Work to be completed: For the string "blue", report how many lines in the records below contain it, and nothing more.

Given records:
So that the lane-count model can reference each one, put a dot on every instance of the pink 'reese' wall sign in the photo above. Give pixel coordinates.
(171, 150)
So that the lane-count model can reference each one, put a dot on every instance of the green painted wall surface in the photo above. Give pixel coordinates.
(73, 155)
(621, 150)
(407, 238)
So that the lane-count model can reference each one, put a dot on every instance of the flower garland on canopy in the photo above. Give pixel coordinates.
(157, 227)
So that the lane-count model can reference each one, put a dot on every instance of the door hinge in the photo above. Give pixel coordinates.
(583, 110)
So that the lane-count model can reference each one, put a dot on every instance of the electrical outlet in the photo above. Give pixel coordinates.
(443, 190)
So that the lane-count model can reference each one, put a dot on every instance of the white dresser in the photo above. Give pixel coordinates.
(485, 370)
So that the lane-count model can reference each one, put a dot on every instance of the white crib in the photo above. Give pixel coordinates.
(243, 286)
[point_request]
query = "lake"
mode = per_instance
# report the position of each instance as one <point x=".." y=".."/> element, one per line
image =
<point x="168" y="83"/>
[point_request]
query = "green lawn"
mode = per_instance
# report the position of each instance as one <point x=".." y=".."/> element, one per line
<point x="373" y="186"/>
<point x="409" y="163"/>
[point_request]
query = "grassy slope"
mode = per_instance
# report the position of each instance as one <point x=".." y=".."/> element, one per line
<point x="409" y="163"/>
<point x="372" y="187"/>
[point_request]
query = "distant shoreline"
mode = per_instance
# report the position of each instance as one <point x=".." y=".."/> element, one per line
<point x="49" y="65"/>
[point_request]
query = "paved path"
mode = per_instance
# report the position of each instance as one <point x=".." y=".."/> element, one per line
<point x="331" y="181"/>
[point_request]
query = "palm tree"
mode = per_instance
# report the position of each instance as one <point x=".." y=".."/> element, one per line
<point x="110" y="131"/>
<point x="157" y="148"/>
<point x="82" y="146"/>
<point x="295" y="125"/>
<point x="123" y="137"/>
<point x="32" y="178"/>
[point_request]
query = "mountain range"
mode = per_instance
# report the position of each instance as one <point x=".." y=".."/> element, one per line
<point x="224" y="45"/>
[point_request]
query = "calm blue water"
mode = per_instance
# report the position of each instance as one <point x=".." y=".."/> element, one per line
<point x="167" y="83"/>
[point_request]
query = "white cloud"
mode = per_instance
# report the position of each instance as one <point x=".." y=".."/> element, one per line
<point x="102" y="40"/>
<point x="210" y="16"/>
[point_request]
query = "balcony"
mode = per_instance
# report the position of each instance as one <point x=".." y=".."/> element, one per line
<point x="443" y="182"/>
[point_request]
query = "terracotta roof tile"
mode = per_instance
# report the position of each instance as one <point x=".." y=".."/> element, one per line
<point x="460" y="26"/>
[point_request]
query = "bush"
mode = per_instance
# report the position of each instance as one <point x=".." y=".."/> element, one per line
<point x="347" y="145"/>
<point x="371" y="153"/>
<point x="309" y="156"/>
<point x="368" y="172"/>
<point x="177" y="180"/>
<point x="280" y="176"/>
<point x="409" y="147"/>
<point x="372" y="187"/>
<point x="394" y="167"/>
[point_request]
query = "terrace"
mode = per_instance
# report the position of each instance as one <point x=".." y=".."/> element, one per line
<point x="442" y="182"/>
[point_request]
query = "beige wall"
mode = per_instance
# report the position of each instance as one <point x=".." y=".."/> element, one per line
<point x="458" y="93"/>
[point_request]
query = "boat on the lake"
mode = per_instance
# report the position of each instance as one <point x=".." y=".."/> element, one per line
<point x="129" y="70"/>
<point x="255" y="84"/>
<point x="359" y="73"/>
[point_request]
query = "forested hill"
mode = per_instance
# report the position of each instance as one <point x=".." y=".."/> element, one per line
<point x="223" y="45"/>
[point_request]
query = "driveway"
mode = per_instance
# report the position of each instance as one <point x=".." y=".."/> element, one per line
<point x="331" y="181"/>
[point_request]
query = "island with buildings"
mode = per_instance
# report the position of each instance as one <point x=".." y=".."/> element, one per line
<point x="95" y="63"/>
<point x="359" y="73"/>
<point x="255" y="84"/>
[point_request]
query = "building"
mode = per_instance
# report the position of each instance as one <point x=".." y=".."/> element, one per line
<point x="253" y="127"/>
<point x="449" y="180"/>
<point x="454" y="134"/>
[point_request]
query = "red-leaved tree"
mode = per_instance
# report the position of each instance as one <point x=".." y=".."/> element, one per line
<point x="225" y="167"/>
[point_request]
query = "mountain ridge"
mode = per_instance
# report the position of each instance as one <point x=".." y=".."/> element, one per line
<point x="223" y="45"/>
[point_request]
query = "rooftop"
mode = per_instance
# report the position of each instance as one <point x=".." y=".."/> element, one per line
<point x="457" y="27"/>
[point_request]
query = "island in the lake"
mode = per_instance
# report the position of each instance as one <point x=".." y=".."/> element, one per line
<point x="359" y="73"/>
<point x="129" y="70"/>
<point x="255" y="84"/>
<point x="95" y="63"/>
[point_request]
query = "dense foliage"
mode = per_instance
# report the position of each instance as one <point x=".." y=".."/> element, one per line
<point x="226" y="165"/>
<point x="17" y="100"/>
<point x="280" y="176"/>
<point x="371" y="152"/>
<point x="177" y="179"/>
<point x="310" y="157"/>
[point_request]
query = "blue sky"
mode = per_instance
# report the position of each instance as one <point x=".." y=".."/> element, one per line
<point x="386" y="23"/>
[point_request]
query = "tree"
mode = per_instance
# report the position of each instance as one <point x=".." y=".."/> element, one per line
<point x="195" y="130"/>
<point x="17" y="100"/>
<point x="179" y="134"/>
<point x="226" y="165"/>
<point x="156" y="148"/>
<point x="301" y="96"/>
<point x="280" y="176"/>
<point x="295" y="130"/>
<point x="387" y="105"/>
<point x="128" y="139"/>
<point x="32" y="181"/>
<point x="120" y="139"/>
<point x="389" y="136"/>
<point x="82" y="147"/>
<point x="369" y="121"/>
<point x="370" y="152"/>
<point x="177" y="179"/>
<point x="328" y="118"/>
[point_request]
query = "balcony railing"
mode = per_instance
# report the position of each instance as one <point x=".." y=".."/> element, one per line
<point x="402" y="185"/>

Problem solution: 2